Texte présenté.
Mercredi, Thabo Mbéki devrait repasser par Abidjan où il était dimanche. Entre temps, le médiateur sud-africain a parcouru avec ses pairs les deux autres grands dossiers pendants de la sécurité en Afrique. Celui du Darfour est né en février 2003 lorsque les perspectives de partage du pouvoir entre le Nord et le Sud soudanais ont commencé à se concrétiser sous la pression des Etats-Unis. Ce 9 janvier, Khartoum et les anciens rebelles de l’Armée populaire de libération du Soudan (APLS) ont donné le coup d’envoi d’une transition vers la paix qui devrait permettre une plus juste répartition des recettes de l’or noir. Mais en faisant part à deux, ils ont réduit à la portion congrue l’espace politique et la part de richesses revendiqués par les rebelles du Darfour. La guerre civile a déjà fait au moins 70 000 morts et 1,6 million de déplacés et réfugiés au Darfour, selon l'Onu qui sous-traite largement le dossier à l’UA. La résolution du CPS sur le Darfour considère toutefois que l'accord intersoudanais de dimanche pourrait «servir de cadre» à un réglement du conflit au Darfour où il veut achever d'ici la fin du mois le déploiement des troupes africaines.

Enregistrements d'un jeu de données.
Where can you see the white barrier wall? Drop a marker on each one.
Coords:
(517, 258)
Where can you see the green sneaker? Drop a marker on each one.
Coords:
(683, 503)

Consigne A. Selon l'Onu, combien de morts la guerre civile a-t-elle déjà faits d'après l'extrait sur le Darfour ?
Consigne B. Prolongez l'extrait sur le Darfour en reprenant juste après sa dernière phrase.

Réponse A. Au moins 70 000 morts.

Réponse B.
Le Conseil de sécurité africain ne pouvait pas non plus faire l’impasse sur la République démocratique du Congo (RDC) où la sécurité n’est toujours pas revenue, à six mois des premières échéances électorales qui devraient marquer la fin de la transition. Des manifestations ont eu lieu lundi matin dans certains quartiers de Kinshasa échauffés par la perspective d’un report qui gèlerait les fauteuils cooptés de la transition. En même temps, très opportunément pour les partisans du statu quo, la polémique n’en finit pas de rebondir sur les accusations mutuelles régulièrement échangées par le président congolais, Joseph Kabila, et son pair du Rwanda, Paul Kagame. Pour autant, la pomme de discorde reste entière avec l’échec attendu du désarmement volontaire des rebelles rwandais préconisé par l’Onu. Après avoir tapé sans grand succès sur la table de l’Onu en menaçant d’aller lui-même mettre fin aux tribulations congolaises des artisans du génocide, Paul Kagame a répété à Libreville qu’un dirigeant digne de se nom ne peut pas rester inerte face à une telle menace à ses frontières. Kinshasa n'a pas manqué de l’accuser de violer son intégrité territoriale et de clamer sa bonne foi. Visiblement, celle-ci excède largement ses capacités sinon sa volonté à désarmer les interahamwe et assimilés qui s’éternisent au Congo. A Libreville, le CPS a reconnu que ces derniers perpétuaient dans l'Est congolais «un sérieux problème de sécurité qui nécessite une action courageuse de l'UA pour leur désarmement». Là aussi, l'UA est confrontée aux défaillances internationales.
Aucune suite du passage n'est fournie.